A sequence of records
==*==

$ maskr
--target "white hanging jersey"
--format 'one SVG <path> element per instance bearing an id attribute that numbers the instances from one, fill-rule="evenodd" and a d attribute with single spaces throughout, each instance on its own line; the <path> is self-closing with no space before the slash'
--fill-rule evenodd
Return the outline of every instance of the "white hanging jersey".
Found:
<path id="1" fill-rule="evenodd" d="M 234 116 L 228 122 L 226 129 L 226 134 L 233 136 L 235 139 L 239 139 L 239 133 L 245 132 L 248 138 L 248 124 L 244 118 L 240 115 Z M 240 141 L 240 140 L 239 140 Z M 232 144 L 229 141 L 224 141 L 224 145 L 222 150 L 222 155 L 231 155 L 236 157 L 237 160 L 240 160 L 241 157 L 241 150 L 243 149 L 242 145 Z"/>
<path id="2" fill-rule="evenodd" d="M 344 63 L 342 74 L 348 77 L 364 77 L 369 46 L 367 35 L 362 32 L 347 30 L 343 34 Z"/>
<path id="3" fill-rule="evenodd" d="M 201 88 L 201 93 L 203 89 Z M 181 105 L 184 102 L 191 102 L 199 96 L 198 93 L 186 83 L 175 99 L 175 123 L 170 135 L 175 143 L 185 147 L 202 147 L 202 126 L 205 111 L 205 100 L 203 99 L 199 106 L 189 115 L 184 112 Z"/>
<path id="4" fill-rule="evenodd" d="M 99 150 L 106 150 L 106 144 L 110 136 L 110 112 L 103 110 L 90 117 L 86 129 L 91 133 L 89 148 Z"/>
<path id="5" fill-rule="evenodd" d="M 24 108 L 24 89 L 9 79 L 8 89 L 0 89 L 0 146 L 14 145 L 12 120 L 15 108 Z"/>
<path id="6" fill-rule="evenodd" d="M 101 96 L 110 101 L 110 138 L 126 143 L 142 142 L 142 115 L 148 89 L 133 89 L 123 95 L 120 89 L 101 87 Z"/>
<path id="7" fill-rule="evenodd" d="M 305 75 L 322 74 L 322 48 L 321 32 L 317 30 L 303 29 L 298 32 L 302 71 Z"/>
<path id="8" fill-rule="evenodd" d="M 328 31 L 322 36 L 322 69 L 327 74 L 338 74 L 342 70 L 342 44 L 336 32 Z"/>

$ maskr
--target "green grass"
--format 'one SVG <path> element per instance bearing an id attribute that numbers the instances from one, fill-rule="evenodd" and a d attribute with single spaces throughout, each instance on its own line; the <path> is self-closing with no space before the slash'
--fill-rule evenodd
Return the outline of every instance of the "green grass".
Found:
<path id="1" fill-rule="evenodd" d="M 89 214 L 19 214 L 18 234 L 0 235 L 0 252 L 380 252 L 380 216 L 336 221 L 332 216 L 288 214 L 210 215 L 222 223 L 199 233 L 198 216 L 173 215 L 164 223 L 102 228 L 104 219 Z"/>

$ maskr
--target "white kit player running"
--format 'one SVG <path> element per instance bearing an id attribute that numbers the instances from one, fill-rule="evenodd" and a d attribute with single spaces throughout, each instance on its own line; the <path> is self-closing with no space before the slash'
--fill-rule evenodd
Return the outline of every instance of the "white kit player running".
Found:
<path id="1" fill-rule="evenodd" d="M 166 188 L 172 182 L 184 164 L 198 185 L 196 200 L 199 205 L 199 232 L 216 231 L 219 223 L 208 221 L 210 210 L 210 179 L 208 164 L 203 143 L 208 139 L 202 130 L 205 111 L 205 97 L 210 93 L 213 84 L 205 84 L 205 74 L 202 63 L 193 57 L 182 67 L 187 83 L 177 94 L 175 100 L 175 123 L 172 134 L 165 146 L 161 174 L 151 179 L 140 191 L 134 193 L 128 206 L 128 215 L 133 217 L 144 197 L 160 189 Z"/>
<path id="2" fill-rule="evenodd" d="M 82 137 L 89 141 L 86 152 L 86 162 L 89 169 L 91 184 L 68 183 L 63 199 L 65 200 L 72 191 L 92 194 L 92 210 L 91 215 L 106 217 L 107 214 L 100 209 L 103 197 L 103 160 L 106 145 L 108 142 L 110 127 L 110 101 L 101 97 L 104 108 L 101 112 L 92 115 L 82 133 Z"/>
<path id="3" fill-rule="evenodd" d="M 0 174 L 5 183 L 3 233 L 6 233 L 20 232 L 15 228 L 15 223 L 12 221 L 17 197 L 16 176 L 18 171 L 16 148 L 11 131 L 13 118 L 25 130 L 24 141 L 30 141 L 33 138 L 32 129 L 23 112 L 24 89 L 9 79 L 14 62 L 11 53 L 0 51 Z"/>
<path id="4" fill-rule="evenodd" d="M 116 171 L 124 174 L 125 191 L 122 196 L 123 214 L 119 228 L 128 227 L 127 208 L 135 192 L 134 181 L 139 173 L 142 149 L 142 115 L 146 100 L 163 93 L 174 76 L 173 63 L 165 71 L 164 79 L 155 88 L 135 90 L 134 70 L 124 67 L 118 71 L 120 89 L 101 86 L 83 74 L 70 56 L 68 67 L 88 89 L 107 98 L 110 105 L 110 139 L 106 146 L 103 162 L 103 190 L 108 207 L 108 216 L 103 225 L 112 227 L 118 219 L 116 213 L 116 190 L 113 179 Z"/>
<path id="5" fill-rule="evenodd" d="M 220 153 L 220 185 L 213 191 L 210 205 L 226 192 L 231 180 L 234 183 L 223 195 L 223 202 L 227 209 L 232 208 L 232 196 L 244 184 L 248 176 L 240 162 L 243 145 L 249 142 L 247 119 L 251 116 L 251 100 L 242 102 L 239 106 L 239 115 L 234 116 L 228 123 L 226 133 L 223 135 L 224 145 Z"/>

==*==

• _Task description_: Convert the stretch from the start through the line containing "344 63 L 342" into a two-column CSV with the headers input and output, one row for each text and its answer. Enclose every field in quotation marks and replace line breaks with spaces.

• _Complete response_:
input,output
"$ maskr --target ""white hanging jersey"" --format 'one SVG <path> element per instance bearing an id attribute that numbers the instances from one, fill-rule=""evenodd"" and a d attribute with single spaces throughout, each instance on its own line; the <path> is self-closing with no space before the slash' --fill-rule evenodd Return the outline of every instance of the ""white hanging jersey"". Found:","<path id=""1"" fill-rule=""evenodd"" d=""M 234 116 L 228 122 L 226 129 L 226 134 L 233 136 L 235 139 L 239 139 L 239 133 L 245 132 L 248 138 L 248 124 L 244 118 L 240 115 Z M 240 141 L 240 140 L 239 140 Z M 232 144 L 229 141 L 224 141 L 224 145 L 222 150 L 222 155 L 231 155 L 236 157 L 237 160 L 240 160 L 241 157 L 241 150 L 243 149 L 242 145 Z""/> <path id=""2"" fill-rule=""evenodd"" d=""M 344 63 L 342 74 L 348 77 L 364 77 L 369 46 L 367 35 L 362 32 L 347 30 L 343 34 Z""/>"